- Text under study -
[Start of Attachment]
Saturday, September 5



It’s 00.45, and two of my friends just went to their rooms, heading for the bed. Somehow, the past week time has slowed down. I started my days officially as a uni student last Tuesday, whereas our first lecturer, who taught Basic Chem didn’t come. The second period lecturer came in at noon, explaining on what are marine sciences and what are we going to learn about. There were about 110 people in the class, which consisted of both Marine Sciences & Water Resources Management students. I’ve never had a class more than thirteen people in total, thus I couldn’t concentrate entirely. 

I read a post by Nirrimi earlier today, and it hurts because there are parts where I can resemble. She wrote, “We are both flying out on the same day. We hold each other for a long time at the airport. From his shoulder I ask, ‘do you think things will ever be okay between us?’ and he says, ‘someday they will be.’ But I don’t know. All I can do is hand him the letters I’ve written him that contain my heart and soul and say goodbye.”

The people I’ve encountered with in Bali are exciting and fun, because they’re different from the people I’ve encountered with back home. I’m happy that I’ve (tried to) blend in with the community by speaking their accent, and dressing like them, especially when riding the motorbike. I have dance practice everyday in an area quite far from where I live. Sometimes it’s hard to find a ride -- not going to the area -- but going back to my place. But I’m glad people are nice, the universe is on my side, and God is giving me easiness because I’ve always gotten a ride back home. Living in Bali doesn’t feel like living away from home.
[End of Attachment]
- Stored records -
[Start of Attachment]
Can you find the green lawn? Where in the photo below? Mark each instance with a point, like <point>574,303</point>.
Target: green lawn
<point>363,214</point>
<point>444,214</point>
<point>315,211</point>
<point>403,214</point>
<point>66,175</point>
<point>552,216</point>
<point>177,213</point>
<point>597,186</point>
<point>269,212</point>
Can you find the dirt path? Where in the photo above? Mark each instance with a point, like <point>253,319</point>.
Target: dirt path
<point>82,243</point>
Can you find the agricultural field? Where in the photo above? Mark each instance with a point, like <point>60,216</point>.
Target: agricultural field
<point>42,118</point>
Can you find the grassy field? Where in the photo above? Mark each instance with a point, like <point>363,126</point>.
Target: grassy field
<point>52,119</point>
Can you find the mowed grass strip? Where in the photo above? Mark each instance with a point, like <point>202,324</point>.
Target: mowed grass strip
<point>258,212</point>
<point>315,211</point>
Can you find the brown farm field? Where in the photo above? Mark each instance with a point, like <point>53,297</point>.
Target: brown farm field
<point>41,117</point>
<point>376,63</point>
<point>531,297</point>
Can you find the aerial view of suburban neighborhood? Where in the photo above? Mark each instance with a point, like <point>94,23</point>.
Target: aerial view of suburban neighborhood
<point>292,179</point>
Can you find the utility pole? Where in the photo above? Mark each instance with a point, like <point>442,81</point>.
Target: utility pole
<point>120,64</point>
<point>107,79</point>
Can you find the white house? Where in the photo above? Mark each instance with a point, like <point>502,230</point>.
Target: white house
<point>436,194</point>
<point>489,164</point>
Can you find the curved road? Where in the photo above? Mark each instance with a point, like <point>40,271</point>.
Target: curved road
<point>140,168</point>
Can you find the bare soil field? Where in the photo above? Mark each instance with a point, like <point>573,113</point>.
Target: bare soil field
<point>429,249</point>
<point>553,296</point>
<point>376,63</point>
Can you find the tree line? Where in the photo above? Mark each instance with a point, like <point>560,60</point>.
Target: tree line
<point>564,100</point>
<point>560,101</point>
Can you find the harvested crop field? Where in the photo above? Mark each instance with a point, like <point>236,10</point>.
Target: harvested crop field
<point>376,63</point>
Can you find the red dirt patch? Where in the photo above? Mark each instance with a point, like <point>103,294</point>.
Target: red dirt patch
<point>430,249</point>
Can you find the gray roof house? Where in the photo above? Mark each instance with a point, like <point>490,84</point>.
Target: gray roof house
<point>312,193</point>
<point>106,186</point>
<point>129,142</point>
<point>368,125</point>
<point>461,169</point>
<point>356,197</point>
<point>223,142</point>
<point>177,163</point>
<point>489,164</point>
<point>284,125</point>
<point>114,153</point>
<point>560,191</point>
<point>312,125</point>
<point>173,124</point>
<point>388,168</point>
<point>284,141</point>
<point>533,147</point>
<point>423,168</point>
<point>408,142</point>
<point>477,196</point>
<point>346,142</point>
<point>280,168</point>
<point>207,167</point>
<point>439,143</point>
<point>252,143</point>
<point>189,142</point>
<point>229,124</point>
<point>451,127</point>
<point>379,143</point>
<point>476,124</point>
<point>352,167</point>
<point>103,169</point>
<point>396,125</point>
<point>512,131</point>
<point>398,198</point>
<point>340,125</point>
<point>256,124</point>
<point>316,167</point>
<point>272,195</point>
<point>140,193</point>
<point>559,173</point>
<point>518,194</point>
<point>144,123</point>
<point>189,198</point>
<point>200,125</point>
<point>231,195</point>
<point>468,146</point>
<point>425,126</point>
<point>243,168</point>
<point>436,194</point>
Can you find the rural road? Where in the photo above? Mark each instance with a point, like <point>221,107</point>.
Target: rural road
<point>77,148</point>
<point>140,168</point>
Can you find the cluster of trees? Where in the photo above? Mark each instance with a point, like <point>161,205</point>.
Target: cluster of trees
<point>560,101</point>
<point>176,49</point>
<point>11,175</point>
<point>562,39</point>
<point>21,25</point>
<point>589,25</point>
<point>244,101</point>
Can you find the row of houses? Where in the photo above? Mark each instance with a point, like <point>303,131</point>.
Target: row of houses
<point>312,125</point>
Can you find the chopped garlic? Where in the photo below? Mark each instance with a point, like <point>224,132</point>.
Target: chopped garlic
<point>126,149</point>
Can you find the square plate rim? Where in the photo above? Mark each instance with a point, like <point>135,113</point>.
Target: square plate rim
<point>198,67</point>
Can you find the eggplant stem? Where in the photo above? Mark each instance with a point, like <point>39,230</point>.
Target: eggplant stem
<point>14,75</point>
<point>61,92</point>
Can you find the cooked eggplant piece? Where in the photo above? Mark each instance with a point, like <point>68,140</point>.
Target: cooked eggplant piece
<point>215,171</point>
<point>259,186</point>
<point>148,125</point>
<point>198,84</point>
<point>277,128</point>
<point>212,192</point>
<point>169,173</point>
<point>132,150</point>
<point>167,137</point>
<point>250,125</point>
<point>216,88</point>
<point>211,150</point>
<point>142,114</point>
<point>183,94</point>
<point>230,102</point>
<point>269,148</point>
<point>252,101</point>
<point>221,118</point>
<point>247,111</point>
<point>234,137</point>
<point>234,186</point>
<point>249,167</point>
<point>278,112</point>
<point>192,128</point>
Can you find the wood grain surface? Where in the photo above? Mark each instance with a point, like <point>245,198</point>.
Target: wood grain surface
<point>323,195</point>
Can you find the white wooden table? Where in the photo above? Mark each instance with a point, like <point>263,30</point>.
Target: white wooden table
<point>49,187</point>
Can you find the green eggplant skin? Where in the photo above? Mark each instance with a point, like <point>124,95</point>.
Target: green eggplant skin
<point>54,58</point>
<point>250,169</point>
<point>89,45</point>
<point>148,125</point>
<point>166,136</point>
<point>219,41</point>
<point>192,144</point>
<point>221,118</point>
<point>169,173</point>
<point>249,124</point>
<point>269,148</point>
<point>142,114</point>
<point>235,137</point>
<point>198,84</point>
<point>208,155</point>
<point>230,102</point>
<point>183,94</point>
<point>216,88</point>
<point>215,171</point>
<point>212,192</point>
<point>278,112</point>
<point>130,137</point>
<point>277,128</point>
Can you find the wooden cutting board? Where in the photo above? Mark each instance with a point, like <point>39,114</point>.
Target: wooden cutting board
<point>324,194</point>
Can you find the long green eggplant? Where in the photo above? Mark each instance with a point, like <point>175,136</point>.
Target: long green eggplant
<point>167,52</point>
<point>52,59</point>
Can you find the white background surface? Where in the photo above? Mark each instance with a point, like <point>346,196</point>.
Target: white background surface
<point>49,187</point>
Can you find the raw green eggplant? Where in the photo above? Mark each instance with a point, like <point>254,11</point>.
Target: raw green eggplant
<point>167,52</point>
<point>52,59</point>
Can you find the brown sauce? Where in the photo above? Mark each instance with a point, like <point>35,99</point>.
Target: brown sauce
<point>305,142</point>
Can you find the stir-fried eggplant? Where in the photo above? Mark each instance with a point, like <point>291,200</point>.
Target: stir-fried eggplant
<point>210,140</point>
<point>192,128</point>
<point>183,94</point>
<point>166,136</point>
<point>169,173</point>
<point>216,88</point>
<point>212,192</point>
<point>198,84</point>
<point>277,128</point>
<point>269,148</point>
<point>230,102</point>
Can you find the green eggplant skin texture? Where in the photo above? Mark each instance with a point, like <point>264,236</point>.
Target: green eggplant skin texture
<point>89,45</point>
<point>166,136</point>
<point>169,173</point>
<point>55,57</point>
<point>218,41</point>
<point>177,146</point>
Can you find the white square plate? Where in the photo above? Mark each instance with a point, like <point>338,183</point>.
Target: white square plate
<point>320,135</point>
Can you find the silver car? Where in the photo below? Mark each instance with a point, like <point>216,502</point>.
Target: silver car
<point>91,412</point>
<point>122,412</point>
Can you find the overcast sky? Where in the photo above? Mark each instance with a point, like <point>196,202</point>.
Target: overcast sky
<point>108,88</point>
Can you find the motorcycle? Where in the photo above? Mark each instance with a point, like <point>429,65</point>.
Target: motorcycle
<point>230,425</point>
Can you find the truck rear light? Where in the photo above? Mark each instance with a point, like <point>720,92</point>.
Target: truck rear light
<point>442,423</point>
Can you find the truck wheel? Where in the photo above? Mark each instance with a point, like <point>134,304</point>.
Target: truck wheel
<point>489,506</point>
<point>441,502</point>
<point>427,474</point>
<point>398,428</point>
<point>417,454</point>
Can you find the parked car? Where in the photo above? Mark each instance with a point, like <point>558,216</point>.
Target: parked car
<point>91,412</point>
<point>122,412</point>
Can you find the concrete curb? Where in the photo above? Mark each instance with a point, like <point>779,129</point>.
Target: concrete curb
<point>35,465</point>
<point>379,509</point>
[End of Attachment]
- Parts of the exercise -
1. According to the diary entry, about how many people were in the class?
2. Please retype everything in the diary entry from "It’s 00.45, and" down to "couldn’t concentrate entirely.".

- Activity answers -
1. About 110 people.

2.
It’s 00.45, and two of my friends just went to their rooms, heading for the bed. Somehow, the past week time has slowed down. I started my days officially as a uni student last Tuesday, whereas our first lecturer, who taught Basic Chem didn’t come. The second period lecturer came in at noon, explaining on what are marine sciences and what are we going to learn about. There were about 110 people in the class, which consisted of both Marine Sciences & Water Resources Management students. I’ve never had a class more than thirteen people in total, thus I couldn’t concentrate entirely.